**Box annotation data, in rows:**
++++++++

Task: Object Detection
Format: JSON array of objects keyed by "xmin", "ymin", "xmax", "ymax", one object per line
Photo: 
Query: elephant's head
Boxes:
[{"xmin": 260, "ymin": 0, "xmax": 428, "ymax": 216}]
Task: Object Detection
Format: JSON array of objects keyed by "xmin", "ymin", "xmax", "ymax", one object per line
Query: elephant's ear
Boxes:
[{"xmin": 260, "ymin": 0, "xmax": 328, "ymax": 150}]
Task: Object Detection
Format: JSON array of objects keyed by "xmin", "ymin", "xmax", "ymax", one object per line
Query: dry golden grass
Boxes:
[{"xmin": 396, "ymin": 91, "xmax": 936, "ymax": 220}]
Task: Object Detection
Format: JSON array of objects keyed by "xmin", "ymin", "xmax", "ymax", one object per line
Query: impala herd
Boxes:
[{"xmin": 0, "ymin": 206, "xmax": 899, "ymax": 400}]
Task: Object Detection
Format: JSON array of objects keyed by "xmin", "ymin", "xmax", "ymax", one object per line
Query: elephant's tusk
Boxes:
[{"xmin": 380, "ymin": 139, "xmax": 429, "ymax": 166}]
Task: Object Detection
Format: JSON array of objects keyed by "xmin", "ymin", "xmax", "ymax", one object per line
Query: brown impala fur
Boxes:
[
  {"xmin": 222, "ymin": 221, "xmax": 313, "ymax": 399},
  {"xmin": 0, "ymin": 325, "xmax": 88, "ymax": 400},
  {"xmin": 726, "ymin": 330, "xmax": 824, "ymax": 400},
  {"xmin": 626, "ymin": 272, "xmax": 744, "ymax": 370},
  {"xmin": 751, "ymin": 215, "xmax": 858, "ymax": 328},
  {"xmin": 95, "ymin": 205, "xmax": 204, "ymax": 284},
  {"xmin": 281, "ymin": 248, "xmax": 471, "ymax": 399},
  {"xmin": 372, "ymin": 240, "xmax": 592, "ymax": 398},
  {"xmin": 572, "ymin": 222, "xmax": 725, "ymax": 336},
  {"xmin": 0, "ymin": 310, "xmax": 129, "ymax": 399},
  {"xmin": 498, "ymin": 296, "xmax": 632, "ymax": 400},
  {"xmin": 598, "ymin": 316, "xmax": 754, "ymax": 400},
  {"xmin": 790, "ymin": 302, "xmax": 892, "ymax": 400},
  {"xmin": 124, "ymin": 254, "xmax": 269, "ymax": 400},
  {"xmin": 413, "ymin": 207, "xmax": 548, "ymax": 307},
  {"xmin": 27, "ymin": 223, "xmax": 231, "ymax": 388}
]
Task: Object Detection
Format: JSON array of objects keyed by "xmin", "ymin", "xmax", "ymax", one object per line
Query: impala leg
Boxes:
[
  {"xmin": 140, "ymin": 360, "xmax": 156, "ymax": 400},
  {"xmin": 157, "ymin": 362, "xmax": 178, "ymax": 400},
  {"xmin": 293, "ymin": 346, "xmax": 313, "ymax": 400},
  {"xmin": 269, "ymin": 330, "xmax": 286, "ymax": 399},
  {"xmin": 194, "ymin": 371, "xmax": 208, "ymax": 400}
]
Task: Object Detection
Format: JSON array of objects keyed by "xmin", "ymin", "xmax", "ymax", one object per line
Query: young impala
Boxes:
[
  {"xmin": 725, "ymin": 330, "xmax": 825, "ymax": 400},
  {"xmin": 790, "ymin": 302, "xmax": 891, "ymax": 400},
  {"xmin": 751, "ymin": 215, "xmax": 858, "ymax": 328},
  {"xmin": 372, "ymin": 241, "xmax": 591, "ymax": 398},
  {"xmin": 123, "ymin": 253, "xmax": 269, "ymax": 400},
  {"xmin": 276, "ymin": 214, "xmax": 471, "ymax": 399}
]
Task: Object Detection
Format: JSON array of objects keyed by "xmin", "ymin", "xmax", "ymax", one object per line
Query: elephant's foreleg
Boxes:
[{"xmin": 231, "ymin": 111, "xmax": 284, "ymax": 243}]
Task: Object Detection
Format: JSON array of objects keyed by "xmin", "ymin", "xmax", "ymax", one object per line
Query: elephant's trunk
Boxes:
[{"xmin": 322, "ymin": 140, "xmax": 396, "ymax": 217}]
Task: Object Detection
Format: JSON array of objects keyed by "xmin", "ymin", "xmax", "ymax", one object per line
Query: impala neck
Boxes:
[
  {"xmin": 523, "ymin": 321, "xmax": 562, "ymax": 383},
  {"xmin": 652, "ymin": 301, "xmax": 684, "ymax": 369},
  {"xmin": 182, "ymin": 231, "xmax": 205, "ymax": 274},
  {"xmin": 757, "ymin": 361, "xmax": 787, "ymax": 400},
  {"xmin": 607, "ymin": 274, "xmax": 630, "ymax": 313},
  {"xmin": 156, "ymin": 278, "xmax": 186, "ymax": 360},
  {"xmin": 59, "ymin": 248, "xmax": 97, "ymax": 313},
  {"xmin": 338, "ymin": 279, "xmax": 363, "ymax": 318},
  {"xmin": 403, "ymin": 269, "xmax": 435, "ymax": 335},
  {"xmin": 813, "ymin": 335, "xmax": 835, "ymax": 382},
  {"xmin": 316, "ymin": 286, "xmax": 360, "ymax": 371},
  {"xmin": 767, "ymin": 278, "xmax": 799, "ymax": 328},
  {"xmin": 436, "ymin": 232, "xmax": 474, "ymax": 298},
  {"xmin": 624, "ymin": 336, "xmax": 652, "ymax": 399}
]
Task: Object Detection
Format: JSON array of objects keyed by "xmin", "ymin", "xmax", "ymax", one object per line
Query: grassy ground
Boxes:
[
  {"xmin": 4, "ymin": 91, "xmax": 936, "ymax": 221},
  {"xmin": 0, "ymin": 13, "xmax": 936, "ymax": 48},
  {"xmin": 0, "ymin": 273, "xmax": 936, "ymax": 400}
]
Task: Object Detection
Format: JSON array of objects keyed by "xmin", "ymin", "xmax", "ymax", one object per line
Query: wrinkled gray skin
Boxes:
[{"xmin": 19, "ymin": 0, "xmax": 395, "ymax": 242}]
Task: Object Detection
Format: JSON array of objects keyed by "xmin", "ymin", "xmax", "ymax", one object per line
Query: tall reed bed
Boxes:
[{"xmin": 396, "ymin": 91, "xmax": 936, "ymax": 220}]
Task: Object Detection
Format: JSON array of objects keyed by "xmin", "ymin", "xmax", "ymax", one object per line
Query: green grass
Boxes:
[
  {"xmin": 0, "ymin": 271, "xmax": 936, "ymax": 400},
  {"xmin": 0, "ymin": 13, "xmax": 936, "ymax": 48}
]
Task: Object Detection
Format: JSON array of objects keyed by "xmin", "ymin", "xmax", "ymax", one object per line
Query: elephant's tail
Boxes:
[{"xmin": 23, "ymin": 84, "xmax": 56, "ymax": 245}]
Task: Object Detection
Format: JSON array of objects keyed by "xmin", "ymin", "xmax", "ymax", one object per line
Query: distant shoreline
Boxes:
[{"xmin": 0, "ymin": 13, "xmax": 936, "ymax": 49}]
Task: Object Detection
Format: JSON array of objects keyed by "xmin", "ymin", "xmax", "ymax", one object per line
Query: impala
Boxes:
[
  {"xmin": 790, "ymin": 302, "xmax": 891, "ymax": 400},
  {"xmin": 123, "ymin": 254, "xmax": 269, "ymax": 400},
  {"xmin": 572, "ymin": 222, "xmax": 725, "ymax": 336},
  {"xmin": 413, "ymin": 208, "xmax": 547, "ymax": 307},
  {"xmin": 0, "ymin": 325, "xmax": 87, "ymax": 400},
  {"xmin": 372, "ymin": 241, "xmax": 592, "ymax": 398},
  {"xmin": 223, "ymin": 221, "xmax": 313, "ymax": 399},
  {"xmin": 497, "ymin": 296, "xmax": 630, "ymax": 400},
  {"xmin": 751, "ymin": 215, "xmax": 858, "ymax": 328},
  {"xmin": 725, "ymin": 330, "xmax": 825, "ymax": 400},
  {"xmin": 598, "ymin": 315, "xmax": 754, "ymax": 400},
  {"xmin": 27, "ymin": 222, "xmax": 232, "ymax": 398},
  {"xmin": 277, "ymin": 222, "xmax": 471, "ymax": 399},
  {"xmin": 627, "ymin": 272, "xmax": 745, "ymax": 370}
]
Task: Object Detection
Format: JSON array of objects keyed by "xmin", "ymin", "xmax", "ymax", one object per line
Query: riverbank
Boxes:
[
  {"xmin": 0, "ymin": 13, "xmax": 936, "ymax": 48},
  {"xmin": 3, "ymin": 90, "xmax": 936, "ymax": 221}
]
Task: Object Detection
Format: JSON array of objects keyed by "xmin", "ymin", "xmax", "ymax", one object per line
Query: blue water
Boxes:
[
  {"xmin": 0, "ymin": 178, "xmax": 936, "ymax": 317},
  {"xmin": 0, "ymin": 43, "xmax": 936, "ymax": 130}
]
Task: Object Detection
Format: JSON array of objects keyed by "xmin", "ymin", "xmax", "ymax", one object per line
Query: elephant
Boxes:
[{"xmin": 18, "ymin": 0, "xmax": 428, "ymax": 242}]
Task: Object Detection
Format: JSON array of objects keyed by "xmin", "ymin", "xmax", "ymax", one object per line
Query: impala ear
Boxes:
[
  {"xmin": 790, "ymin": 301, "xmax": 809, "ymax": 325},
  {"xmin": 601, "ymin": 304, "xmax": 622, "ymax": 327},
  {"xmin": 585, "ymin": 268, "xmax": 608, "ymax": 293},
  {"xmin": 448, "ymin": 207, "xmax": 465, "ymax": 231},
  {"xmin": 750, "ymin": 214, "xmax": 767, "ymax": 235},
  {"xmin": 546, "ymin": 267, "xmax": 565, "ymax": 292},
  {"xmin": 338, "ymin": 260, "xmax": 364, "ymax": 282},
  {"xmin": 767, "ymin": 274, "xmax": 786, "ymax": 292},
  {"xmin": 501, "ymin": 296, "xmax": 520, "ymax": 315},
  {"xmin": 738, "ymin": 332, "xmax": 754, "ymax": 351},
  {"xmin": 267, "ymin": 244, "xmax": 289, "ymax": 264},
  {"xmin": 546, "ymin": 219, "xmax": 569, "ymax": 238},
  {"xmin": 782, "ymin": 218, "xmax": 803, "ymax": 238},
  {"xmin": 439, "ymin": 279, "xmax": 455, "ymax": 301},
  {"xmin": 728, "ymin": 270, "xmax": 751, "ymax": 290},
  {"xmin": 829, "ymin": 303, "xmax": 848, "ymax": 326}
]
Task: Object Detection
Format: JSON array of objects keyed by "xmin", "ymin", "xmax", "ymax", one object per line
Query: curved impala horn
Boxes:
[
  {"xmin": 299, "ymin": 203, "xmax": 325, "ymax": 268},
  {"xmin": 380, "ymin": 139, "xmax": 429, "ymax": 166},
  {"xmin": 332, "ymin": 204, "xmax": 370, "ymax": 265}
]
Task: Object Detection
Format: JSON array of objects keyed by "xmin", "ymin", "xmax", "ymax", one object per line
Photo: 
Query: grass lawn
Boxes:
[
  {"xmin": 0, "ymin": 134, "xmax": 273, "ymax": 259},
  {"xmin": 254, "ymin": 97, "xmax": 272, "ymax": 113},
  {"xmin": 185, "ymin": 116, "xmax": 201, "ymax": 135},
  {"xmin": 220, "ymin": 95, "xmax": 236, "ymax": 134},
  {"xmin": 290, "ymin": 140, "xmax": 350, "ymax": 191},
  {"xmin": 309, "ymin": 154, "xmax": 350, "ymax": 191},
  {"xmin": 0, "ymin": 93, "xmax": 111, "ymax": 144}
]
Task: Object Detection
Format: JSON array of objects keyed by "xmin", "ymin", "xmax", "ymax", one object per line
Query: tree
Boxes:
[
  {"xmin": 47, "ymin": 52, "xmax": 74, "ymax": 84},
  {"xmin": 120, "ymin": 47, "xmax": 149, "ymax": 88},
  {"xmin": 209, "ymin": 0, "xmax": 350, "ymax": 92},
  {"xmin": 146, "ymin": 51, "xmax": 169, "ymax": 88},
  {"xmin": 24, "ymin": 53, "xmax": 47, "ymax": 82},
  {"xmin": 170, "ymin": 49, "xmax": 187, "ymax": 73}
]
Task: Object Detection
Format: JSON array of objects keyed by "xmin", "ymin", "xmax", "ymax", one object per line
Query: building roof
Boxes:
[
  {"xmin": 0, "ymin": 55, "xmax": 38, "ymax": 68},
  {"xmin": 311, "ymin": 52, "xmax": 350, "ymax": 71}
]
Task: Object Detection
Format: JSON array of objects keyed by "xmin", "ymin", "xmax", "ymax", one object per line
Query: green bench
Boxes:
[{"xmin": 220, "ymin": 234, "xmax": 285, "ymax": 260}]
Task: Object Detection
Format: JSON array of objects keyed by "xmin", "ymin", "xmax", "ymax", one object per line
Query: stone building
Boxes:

++++++++

**Objective:**
Pull out each line of the material above that contains the word "impala", and copy those lines unchanged.

**Exercise output:**
Query: impala herd
Query: brown impala fur
Query: impala leg
Query: young impala
Query: impala neck
Query: impala
Query: impala ear
Query: curved impala horn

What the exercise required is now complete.